_About this task_. Line by line, the entries below are to be reproduced unaltered.

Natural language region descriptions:
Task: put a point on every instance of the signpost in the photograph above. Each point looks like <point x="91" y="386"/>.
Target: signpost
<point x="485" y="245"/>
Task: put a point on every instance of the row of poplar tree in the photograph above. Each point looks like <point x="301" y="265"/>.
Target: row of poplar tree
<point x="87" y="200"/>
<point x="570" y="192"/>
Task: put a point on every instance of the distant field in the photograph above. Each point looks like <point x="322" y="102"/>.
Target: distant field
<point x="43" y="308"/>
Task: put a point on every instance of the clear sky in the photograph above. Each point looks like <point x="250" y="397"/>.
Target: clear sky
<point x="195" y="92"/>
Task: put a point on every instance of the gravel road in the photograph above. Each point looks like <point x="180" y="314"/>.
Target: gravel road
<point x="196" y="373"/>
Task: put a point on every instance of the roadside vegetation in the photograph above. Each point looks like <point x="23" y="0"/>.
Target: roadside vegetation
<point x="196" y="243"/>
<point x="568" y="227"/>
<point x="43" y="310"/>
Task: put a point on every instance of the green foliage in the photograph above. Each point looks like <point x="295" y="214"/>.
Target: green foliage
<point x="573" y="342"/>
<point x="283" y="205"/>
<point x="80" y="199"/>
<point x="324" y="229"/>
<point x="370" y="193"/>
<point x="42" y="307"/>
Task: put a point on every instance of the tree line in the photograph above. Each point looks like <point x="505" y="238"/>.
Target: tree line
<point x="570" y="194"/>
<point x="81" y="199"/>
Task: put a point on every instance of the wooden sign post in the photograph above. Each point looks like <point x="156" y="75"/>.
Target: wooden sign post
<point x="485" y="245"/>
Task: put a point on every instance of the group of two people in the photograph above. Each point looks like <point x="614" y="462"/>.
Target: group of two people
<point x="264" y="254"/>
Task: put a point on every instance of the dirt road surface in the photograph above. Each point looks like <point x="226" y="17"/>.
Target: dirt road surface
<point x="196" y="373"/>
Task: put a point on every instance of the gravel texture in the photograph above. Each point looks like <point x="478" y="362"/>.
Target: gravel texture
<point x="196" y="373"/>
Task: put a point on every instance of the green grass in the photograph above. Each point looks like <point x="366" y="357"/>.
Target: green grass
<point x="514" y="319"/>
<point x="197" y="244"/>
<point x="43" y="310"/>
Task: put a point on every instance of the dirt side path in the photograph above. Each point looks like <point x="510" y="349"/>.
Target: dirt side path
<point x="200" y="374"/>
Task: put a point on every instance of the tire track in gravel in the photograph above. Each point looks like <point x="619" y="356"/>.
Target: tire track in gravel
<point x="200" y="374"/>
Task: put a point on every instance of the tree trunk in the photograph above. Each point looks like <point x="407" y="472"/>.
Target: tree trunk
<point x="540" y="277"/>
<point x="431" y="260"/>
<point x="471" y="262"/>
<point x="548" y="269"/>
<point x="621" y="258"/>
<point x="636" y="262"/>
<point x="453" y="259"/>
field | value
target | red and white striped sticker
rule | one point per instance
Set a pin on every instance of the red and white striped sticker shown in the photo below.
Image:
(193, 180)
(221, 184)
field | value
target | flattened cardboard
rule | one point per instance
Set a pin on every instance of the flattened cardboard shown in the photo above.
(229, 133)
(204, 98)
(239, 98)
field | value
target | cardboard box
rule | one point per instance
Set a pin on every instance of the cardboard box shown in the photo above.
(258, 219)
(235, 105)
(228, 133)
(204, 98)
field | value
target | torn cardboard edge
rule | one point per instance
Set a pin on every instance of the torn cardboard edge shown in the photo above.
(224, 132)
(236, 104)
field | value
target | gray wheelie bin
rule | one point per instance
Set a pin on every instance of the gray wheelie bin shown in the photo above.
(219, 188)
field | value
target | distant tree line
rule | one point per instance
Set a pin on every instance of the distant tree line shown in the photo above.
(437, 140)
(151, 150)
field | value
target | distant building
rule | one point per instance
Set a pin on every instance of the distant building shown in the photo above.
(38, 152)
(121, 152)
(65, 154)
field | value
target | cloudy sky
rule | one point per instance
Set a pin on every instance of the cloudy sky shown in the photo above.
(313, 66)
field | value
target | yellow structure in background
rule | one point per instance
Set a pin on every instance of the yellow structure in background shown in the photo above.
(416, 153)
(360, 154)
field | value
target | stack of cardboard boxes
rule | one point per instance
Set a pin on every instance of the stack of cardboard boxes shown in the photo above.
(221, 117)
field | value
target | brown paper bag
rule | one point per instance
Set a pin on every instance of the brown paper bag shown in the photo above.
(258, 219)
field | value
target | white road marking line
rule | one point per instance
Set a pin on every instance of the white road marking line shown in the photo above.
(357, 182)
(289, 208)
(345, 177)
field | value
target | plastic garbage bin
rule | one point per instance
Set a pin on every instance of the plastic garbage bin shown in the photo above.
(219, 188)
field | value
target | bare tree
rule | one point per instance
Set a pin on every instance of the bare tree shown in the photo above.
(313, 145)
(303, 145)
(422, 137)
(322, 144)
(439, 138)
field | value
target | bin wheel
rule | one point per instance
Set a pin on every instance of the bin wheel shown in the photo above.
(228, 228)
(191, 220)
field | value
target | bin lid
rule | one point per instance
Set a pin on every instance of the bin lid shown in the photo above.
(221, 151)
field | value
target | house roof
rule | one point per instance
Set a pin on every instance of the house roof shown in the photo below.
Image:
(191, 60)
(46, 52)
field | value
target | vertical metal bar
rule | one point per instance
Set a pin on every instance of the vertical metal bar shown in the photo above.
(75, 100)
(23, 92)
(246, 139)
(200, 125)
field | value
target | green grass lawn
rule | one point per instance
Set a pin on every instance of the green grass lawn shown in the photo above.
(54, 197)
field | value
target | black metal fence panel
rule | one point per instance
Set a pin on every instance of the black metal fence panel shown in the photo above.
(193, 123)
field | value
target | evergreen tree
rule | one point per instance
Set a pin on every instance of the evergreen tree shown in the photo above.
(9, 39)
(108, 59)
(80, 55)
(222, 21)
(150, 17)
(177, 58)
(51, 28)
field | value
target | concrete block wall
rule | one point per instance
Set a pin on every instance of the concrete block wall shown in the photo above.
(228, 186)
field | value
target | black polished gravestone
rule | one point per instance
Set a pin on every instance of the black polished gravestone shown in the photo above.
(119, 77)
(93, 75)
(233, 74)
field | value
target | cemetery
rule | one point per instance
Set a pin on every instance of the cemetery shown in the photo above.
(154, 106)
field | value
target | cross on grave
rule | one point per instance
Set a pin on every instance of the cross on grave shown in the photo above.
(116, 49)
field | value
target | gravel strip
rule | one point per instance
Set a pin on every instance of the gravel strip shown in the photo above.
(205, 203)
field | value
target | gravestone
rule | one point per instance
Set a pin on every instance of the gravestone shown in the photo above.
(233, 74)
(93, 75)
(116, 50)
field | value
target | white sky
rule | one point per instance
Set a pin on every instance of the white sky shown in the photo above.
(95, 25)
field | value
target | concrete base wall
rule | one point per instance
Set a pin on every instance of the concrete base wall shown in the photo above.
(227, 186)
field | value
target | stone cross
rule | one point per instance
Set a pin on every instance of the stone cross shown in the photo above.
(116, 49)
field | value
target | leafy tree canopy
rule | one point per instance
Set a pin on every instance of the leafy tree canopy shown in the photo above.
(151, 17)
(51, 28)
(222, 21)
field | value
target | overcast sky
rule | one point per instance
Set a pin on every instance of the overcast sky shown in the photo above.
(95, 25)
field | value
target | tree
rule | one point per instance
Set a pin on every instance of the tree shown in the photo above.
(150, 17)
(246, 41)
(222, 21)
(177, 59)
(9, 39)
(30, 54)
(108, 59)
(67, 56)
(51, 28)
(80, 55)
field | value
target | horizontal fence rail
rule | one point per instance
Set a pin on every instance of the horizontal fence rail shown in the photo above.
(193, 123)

_Solution_.
Task: put a point on every instance of the signpost in the photograph above. Each point looks like <point x="91" y="386"/>.
Target: signpost
<point x="485" y="245"/>
Task: put a point on every instance of the row of poplar tree in the photograph above. Each point looks like <point x="301" y="265"/>.
Target: row of poplar tree
<point x="87" y="200"/>
<point x="570" y="192"/>
Task: put a point on every instance of the distant field in the photograph above. Each point looks like <point x="322" y="102"/>.
Target: distant field
<point x="43" y="308"/>
Task: put a point on every instance of the clear sky in the photograph above. Each point looks like <point x="250" y="397"/>.
Target: clear sky
<point x="195" y="92"/>
Task: put a point on every instance of the gravel road in the photograph above. Each point looks like <point x="180" y="314"/>.
Target: gravel road
<point x="196" y="373"/>
Task: put a point on every instance of the roadside vegetation in the photograph above. Each point looks like <point x="23" y="0"/>.
Target: roadside vegetation
<point x="196" y="243"/>
<point x="568" y="227"/>
<point x="43" y="310"/>
Task: put a point on every instance of the green foliage in the photograph above. Each point looks like <point x="295" y="214"/>.
Target: green foliage
<point x="573" y="342"/>
<point x="283" y="205"/>
<point x="80" y="199"/>
<point x="324" y="229"/>
<point x="370" y="193"/>
<point x="42" y="307"/>
Task: put a point on every instance of the tree line in the photograph above. Each point looks like <point x="505" y="238"/>.
Target: tree line
<point x="570" y="194"/>
<point x="81" y="199"/>
Task: put a point on every instance of the wooden sign post in the photograph above. Each point looks like <point x="156" y="75"/>.
Target: wooden sign post
<point x="485" y="245"/>
Task: put a point on every instance of the group of two people in the photograph above. Each point looks like <point x="614" y="462"/>.
Target: group of two people
<point x="264" y="254"/>
Task: put a point on every instance of the dirt road surface in the photograph above. Each point looks like <point x="226" y="17"/>.
Target: dirt road surface
<point x="196" y="373"/>
Task: put a point on every instance of the gravel texture in the photograph above. Each point looks like <point x="478" y="362"/>.
Target: gravel texture
<point x="196" y="373"/>
Task: put a point on every instance of the green grass in the photograph above. Each point looks like <point x="366" y="357"/>.
Target: green grass
<point x="514" y="319"/>
<point x="197" y="244"/>
<point x="43" y="310"/>
Task: put a point on every instance of the dirt side path in the photograph above. Each point looks like <point x="510" y="349"/>.
Target: dirt side path
<point x="200" y="374"/>
Task: put a point on every instance of the tire track in gravel in the photograph above. Each point looks like <point x="619" y="356"/>.
Target: tire track in gravel
<point x="200" y="374"/>
Task: put a point on every instance of the tree trunk in the photograph above. Each point looks like <point x="407" y="472"/>.
Target: tree trunk
<point x="540" y="277"/>
<point x="431" y="260"/>
<point x="471" y="262"/>
<point x="548" y="269"/>
<point x="621" y="258"/>
<point x="636" y="262"/>
<point x="453" y="259"/>
field | value
target | red and white striped sticker
rule | one point per instance
Set a pin on every instance of the red and white striped sticker shown in the photo below.
Image:
(193, 180)
(221, 184)
field | value
target | flattened cardboard
rule | one point per instance
Set a pin on every instance of the flattened cardboard shown in the photo above.
(229, 133)
(204, 98)
(239, 98)
field | value
target | cardboard box
rule | one point per instance
Set a pin on every instance of the cardboard box shown in the photo above.
(258, 219)
(235, 105)
(228, 133)
(204, 98)
field | value
target | torn cardboard edge
rule | one point per instance
Set a pin on every instance of the torn cardboard edge shown in the photo above.
(224, 132)
(236, 104)
field | value
target | gray wheelie bin
rule | one point per instance
Set a pin on every instance of the gray wheelie bin shown in the photo above.
(219, 188)
field | value
target | distant tree line
rule | one point per instance
Set a pin on every instance of the distant tree line shown in the photo above.
(437, 140)
(151, 150)
field | value
target | distant building
rule | one point per instance
Set a pin on every instance of the distant building shown in the photo above.
(38, 152)
(121, 152)
(65, 154)
field | value
target | cloudy sky
rule | one point per instance
Set a pin on every instance of the cloudy sky shown in the photo above.
(313, 66)
field | value
target | yellow structure in background
rule | one point per instance
Set a pin on every instance of the yellow structure in background shown in the photo above.
(416, 153)
(360, 154)
field | value
target | stack of cardboard boxes
rule | one point per instance
Set a pin on every instance of the stack of cardboard boxes shown in the photo above.
(221, 117)
field | value
target | brown paper bag
rule | one point per instance
Set a pin on every instance of the brown paper bag shown in the photo above.
(258, 219)
field | value
target | white road marking line
rule | one point per instance
Set a pin on every instance of the white road marking line shown in the photo above.
(357, 182)
(289, 208)
(345, 177)
field | value
target | plastic garbage bin
rule | one point per instance
Set a pin on every instance of the plastic garbage bin shown in the photo above.
(219, 188)
field | value
target | bare tree
rule | one point per instance
Set a pin on every instance of the bare tree shown in the photo above.
(313, 145)
(303, 145)
(422, 137)
(322, 144)
(439, 138)
field | value
target | bin wheel
rule | one point per instance
Set a pin on every instance of the bin wheel shown in the photo above.
(228, 228)
(191, 220)
field | value
target | bin lid
rule | one point per instance
Set a pin on every instance of the bin lid shown in the photo above.
(221, 151)
field | value
target | house roof
rule | one point per instance
Set a pin on every instance of the house roof shown in the photo below.
Image:
(191, 60)
(46, 52)
field | value
target | vertical metal bar
rule | one point per instance
Set a pin on every instance of the vertical metal bar shown in the photo above.
(75, 100)
(23, 92)
(246, 139)
(200, 125)
field | value
target | green grass lawn
rule | one point per instance
Set a pin on every instance of the green grass lawn shown in the photo above.
(54, 197)
field | value
target | black metal fence panel
rule | one point per instance
Set a pin on every instance of the black metal fence panel shown in the photo above.
(193, 123)
field | value
target | evergreen tree
rule | one point per instance
Set a pin on every instance of the evergreen tree shown in the photo above.
(9, 39)
(108, 59)
(80, 55)
(222, 21)
(150, 17)
(177, 58)
(51, 28)
field | value
target | concrete block wall
rule | one point per instance
Set a pin on every instance of the concrete block wall shown in the photo above.
(228, 186)
field | value
target | black polished gravestone
rule | one point per instance
Set a pin on every instance of the black polished gravestone shown in the photo above.
(119, 77)
(93, 75)
(233, 74)
field | value
target | cemetery
rule | one point per instance
Set a pin on every instance of the cemetery shown in the photo above.
(154, 106)
field | value
target | cross on grave
rule | one point per instance
Set a pin on every instance of the cross on grave shown in the photo above.
(116, 49)
field | value
target | gravel strip
rule | one point per instance
Set a pin on every instance of the gravel strip shown in the photo above.
(205, 203)
field | value
target | gravestone
rule | one point per instance
Set a pin on every instance of the gravestone shown in the photo above.
(233, 74)
(93, 75)
(116, 50)
field | value
target | white sky
rule | one point per instance
Set a pin on every instance of the white sky shown in the photo above.
(95, 25)
field | value
target | concrete base wall
rule | one point per instance
Set a pin on every instance of the concrete base wall shown in the photo above.
(227, 186)
field | value
target | stone cross
rule | one point per instance
Set a pin on every instance of the stone cross shown in the photo above.
(116, 49)
field | value
target | leafy tree canopy
rule | one point per instance
Set a pin on every instance of the leafy tree canopy shown in the photo above.
(151, 17)
(51, 28)
(222, 21)
field | value
target | overcast sky
rule | one point per instance
Set a pin on every instance of the overcast sky shown in the photo above.
(95, 25)
field | value
target | tree
rule | one point per instance
Set a pin on every instance of the tree shown in the photo above.
(150, 17)
(246, 41)
(222, 21)
(177, 59)
(9, 39)
(30, 54)
(108, 59)
(67, 56)
(51, 28)
(80, 55)
field | value
target | horizontal fence rail
rule | one point per instance
Set a pin on every instance of the horizontal fence rail shown in the photo above.
(193, 123)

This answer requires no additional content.